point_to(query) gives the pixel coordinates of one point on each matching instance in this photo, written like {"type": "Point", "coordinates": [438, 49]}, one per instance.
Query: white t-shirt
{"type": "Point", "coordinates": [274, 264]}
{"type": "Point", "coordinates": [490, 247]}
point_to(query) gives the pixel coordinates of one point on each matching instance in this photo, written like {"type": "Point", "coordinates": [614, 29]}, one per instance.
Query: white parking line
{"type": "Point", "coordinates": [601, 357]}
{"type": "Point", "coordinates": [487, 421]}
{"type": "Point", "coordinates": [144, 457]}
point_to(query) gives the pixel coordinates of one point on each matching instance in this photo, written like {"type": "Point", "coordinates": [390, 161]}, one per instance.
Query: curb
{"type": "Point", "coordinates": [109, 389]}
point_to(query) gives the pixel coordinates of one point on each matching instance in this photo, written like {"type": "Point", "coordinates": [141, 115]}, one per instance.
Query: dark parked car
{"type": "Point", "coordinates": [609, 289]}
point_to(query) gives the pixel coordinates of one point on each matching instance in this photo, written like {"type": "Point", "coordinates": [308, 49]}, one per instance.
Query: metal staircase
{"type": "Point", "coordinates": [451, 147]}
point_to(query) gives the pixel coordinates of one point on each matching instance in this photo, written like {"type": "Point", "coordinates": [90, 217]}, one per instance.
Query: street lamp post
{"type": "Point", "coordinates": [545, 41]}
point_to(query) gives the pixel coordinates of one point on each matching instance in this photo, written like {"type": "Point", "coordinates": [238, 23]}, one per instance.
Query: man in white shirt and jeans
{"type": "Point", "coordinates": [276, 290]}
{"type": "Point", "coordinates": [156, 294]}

####################

Stated goal: From the first line to the last, please quote the material above exactly.

Problem solution:
point_to(query) gives the pixel coordinates of one point on each matching instance in this photo, written like {"type": "Point", "coordinates": [438, 49]}, one per instance.
Query: white t-shirt
{"type": "Point", "coordinates": [274, 264]}
{"type": "Point", "coordinates": [490, 247]}
point_to(query) gives the pixel coordinates of one point on each matching instance in this photo, written like {"type": "Point", "coordinates": [614, 29]}, one per instance.
Query: white parking line
{"type": "Point", "coordinates": [601, 357]}
{"type": "Point", "coordinates": [487, 421]}
{"type": "Point", "coordinates": [144, 457]}
point_to(query) gives the pixel coordinates of one point on each matching instance in this photo, written like {"type": "Point", "coordinates": [390, 161]}, one per instance.
Query: curb
{"type": "Point", "coordinates": [109, 389]}
point_to(query) gives the pixel coordinates of one point on each matching instance in this photo, written like {"type": "Point", "coordinates": [141, 115]}, one per instance.
Query: dark parked car
{"type": "Point", "coordinates": [609, 289]}
point_to(query) gives the pixel coordinates of one point on each matching instance in this photo, written like {"type": "Point", "coordinates": [308, 49]}, one per instance.
Query: metal staircase
{"type": "Point", "coordinates": [451, 147]}
point_to(query) gives the pixel coordinates of one point on each matching instance in this photo, written like {"type": "Point", "coordinates": [90, 217]}, one per instance.
Query: street lamp post
{"type": "Point", "coordinates": [545, 41]}
point_to(query) gives the pixel coordinates of one point on each matching instance in this photo, written like {"type": "Point", "coordinates": [238, 23]}, one per instance.
Query: man in white shirt and jeans
{"type": "Point", "coordinates": [276, 290]}
{"type": "Point", "coordinates": [156, 294]}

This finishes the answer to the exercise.